**Aim of the exercise**
Down to the final line, print each entry exactly.
== Segment start ==
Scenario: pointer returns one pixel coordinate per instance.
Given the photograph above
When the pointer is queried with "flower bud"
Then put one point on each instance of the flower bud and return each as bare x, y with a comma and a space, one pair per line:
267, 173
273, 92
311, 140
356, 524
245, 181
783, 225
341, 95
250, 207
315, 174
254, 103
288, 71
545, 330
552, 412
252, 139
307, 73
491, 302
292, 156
== Segment end ==
**Response**
Scenario: pointer returns one pixel coordinate per instance.
Given the photograph above
When the pointer is queried with "flower bud"
Then put one point on each instance of the flower bud and return each as bare x, y with a comma and a space, one pair per line:
267, 173
273, 92
311, 140
356, 524
245, 181
783, 225
341, 95
250, 207
315, 174
254, 103
288, 71
545, 330
552, 412
252, 139
307, 73
491, 302
292, 156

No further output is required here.